→ **REQUIRED ACTION**:
Look through the data below and, wherever a line carries the word "armrest", please copy that line.

→ **Saved entries**:
======

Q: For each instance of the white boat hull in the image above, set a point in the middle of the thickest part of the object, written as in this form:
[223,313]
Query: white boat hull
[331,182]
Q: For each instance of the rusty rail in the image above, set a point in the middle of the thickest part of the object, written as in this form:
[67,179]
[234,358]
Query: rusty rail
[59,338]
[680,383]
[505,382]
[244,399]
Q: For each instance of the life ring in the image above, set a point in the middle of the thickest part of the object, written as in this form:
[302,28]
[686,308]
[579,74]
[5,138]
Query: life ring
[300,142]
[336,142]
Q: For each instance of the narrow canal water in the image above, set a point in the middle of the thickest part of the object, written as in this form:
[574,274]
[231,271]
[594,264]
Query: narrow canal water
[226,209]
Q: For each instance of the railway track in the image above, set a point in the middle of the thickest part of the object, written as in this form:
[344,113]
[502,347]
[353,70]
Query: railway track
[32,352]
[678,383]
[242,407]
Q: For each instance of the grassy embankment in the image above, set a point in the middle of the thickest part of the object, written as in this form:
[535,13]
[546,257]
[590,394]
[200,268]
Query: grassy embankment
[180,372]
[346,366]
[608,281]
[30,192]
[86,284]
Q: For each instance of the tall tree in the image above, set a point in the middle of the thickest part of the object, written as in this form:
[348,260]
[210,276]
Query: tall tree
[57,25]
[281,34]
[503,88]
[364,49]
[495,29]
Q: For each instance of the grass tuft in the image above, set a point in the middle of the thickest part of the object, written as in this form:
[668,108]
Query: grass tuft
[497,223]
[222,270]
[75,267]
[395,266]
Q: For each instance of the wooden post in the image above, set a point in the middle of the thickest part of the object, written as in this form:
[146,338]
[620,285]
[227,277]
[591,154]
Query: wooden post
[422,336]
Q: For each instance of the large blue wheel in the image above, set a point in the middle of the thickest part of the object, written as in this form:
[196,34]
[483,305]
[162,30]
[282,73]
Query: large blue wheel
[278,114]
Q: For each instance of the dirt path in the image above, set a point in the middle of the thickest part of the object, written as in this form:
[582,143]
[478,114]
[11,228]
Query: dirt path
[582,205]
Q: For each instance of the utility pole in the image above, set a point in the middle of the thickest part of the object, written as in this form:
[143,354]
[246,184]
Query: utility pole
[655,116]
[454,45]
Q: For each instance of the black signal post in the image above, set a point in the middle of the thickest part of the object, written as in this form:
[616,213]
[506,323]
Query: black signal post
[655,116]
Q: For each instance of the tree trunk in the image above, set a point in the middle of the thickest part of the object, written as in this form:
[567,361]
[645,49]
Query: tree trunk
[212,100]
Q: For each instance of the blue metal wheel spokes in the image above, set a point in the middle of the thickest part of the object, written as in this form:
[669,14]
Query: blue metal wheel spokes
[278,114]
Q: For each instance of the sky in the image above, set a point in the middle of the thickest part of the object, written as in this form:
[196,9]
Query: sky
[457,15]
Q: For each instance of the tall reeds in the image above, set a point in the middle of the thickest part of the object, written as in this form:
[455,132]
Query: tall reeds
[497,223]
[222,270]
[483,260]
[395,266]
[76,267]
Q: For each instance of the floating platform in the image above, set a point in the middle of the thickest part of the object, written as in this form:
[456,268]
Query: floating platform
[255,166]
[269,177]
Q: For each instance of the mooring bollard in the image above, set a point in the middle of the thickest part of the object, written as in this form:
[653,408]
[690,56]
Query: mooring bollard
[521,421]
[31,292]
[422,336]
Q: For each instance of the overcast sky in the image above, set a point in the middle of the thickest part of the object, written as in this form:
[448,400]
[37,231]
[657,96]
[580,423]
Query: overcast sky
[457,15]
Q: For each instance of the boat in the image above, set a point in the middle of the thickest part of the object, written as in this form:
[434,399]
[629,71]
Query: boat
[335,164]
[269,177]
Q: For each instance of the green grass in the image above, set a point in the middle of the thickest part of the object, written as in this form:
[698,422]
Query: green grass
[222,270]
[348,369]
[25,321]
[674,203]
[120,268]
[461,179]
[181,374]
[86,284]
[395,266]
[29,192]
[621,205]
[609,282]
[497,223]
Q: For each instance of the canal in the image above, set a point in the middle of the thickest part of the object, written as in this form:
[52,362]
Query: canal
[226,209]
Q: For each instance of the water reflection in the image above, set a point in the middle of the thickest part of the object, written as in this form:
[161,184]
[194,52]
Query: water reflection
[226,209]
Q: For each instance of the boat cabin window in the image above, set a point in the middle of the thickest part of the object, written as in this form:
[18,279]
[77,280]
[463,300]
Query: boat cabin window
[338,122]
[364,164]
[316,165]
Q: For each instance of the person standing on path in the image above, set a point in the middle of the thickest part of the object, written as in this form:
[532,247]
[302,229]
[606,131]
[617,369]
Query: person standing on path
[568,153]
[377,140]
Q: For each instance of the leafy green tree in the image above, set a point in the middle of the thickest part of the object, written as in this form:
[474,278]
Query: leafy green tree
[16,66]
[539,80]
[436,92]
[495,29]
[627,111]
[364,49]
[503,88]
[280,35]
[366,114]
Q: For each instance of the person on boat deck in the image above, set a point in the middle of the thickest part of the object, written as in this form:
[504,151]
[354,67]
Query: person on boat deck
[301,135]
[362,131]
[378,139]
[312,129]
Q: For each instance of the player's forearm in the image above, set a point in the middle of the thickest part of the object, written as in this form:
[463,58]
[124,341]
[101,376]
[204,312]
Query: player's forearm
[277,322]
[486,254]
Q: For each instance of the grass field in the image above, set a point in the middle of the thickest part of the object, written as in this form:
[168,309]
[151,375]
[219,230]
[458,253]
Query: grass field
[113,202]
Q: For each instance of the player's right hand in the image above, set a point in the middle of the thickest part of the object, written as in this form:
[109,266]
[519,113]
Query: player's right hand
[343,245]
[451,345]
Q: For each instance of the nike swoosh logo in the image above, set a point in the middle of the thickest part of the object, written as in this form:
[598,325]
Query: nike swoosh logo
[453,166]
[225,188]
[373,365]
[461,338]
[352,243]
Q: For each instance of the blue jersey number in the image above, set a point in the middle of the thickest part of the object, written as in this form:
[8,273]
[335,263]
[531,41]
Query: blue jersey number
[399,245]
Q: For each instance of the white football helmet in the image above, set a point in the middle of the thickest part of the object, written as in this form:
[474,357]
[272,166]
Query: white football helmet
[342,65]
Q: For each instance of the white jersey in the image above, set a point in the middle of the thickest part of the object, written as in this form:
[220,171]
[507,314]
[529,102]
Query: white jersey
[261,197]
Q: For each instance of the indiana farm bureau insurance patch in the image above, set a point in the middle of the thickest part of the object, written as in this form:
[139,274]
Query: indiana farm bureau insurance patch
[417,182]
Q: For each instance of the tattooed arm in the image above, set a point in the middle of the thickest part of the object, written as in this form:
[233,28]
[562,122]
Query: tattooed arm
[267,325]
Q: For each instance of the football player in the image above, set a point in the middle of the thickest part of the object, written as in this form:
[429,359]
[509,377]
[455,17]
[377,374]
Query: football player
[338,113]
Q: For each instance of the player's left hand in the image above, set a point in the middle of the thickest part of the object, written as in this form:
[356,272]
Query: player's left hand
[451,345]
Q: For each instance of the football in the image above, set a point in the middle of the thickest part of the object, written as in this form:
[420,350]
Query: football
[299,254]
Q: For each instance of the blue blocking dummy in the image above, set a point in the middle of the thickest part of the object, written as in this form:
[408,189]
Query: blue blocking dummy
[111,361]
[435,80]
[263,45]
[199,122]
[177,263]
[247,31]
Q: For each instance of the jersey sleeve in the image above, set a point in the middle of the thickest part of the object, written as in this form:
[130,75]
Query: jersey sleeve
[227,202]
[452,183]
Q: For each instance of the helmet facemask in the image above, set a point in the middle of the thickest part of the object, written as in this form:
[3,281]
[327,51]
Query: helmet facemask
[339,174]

======

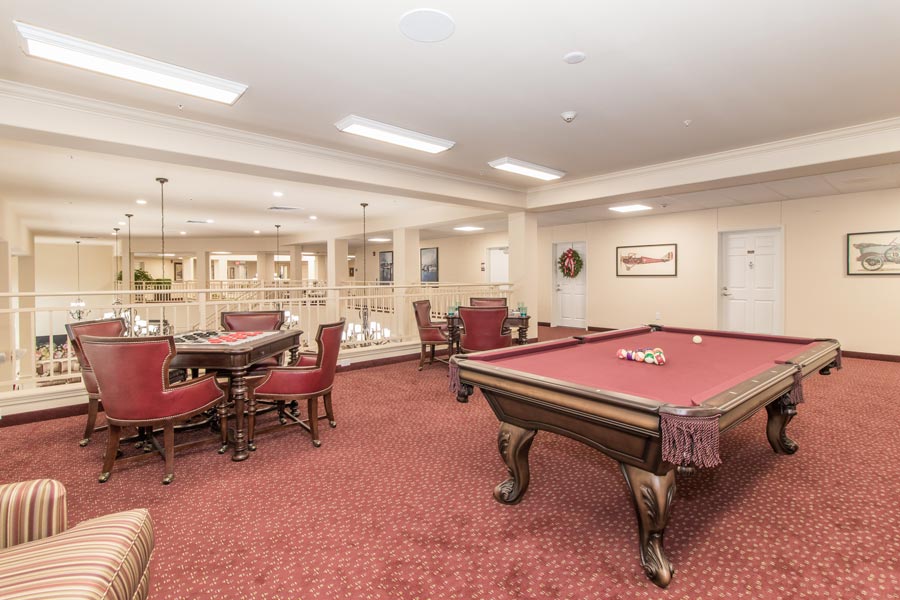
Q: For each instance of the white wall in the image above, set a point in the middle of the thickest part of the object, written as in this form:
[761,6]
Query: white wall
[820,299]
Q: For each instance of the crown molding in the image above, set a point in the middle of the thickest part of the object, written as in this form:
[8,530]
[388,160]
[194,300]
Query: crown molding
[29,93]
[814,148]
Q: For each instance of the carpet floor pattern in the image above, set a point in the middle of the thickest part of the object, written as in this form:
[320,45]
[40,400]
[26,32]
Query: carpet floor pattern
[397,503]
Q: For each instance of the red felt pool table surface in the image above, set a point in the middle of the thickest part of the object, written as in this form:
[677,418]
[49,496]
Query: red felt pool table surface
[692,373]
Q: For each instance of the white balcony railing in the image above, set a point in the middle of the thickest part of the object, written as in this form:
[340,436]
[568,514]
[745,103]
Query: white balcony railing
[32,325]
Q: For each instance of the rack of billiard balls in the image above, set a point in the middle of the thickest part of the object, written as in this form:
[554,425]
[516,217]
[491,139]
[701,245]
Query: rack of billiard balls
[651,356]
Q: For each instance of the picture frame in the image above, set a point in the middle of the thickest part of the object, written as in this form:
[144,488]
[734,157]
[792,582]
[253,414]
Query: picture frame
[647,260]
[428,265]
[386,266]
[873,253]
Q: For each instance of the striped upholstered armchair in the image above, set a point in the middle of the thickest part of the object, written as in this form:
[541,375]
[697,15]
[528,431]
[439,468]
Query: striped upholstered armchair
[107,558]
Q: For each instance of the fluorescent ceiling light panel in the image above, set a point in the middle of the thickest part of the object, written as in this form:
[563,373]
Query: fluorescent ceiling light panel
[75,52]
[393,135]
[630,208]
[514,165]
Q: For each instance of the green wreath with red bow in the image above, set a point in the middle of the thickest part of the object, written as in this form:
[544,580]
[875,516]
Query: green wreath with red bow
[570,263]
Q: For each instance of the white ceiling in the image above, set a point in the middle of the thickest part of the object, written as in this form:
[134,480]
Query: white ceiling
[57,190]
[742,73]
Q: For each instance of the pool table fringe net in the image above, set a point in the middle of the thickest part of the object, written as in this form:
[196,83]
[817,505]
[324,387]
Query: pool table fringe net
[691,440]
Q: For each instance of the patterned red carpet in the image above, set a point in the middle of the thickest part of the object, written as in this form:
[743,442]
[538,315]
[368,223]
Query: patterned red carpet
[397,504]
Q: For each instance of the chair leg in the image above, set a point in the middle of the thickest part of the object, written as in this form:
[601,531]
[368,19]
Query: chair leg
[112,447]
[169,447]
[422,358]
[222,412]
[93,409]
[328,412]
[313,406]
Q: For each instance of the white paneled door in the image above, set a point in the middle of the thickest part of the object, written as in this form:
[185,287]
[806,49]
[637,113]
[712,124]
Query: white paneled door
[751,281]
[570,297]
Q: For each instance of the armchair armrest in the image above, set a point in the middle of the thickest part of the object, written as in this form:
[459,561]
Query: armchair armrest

======

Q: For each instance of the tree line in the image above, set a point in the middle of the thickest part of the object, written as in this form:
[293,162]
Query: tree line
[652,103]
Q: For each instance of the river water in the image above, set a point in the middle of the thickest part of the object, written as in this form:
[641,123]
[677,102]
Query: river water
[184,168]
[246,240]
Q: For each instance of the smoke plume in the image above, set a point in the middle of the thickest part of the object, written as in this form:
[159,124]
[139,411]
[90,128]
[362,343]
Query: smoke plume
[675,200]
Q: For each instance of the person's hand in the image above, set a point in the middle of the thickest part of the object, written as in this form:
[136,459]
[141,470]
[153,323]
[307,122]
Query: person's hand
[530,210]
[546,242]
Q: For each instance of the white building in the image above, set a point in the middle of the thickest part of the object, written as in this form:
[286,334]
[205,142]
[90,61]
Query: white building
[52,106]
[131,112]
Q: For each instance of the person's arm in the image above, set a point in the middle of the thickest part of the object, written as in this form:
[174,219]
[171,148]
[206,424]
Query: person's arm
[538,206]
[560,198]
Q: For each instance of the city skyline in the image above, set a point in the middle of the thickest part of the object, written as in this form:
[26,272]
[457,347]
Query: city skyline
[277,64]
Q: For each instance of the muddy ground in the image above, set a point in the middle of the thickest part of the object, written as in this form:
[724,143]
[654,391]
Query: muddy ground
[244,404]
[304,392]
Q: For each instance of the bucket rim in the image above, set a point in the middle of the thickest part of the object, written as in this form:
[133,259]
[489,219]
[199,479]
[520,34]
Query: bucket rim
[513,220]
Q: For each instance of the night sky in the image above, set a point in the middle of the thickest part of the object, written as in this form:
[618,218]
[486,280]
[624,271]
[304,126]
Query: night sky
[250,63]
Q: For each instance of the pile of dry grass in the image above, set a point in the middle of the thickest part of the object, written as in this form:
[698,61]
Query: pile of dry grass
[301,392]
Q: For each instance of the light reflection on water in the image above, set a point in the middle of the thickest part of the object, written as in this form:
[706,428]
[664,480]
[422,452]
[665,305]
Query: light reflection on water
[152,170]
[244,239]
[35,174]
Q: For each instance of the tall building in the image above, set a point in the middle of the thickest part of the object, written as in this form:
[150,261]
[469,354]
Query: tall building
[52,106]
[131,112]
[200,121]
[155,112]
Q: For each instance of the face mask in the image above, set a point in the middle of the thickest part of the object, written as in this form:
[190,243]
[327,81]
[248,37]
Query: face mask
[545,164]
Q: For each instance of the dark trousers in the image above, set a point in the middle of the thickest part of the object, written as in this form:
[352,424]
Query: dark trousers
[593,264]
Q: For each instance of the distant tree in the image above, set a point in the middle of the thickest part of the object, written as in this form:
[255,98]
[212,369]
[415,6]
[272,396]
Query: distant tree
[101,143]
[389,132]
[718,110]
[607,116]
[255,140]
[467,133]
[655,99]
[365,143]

======

→ **ANSWER TO THE EXERCISE**:
Q: For each instance of the armchair armrest in the image above, set a point in the middle of the thickest part of the object, written as in this form:
Query: armchair armrest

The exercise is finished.